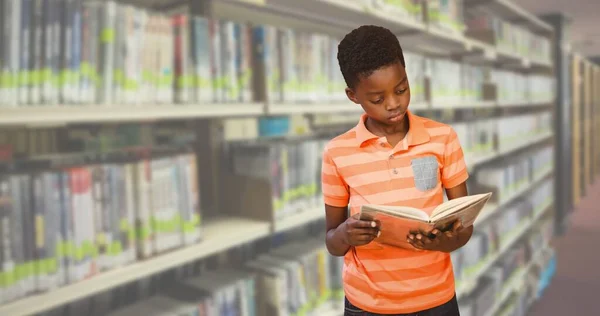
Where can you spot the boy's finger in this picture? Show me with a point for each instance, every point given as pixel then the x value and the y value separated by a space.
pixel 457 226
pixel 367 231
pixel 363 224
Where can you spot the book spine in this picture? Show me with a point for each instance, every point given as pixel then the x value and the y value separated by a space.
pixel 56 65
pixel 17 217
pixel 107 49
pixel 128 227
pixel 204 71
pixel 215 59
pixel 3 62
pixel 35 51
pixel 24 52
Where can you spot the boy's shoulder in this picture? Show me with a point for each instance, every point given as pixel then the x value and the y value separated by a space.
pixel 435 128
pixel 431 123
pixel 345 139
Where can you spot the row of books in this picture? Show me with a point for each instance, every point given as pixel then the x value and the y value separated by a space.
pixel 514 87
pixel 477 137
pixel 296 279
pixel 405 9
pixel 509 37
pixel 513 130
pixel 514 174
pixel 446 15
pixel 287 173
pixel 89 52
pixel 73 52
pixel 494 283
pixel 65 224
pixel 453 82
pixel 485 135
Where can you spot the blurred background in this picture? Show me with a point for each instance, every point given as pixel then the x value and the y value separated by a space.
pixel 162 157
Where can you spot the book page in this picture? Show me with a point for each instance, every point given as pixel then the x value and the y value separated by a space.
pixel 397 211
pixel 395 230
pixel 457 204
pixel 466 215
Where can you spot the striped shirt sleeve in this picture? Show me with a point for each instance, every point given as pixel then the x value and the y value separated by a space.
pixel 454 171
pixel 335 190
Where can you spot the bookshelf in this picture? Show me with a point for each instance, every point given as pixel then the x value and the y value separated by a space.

...

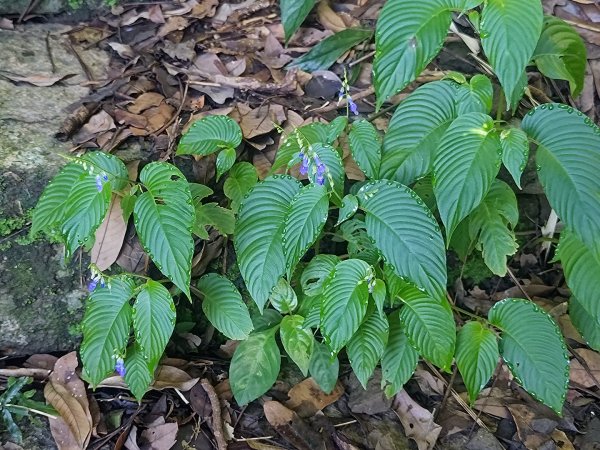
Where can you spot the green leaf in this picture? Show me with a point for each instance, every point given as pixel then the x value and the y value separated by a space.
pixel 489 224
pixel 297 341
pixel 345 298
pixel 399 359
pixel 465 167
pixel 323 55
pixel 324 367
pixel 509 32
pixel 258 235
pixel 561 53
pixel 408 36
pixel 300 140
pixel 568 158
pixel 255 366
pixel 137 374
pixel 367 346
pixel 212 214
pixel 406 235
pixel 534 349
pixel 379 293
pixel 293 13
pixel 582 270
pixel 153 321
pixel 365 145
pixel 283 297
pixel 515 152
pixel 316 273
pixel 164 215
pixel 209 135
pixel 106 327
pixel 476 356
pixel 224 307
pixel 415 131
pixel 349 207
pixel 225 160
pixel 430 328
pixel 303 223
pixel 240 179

__Task prompt__
Print the lines word for word, starting at the line that contains "Where can you spot the striped" and stopping after the line that contains "pixel 335 190".

__Task answer__
Where can you spot the striped shirt sleeve in this picture? Show me with a point for each instance, every point given as pixel then the x value and the y value separated by a space.
pixel 454 171
pixel 335 190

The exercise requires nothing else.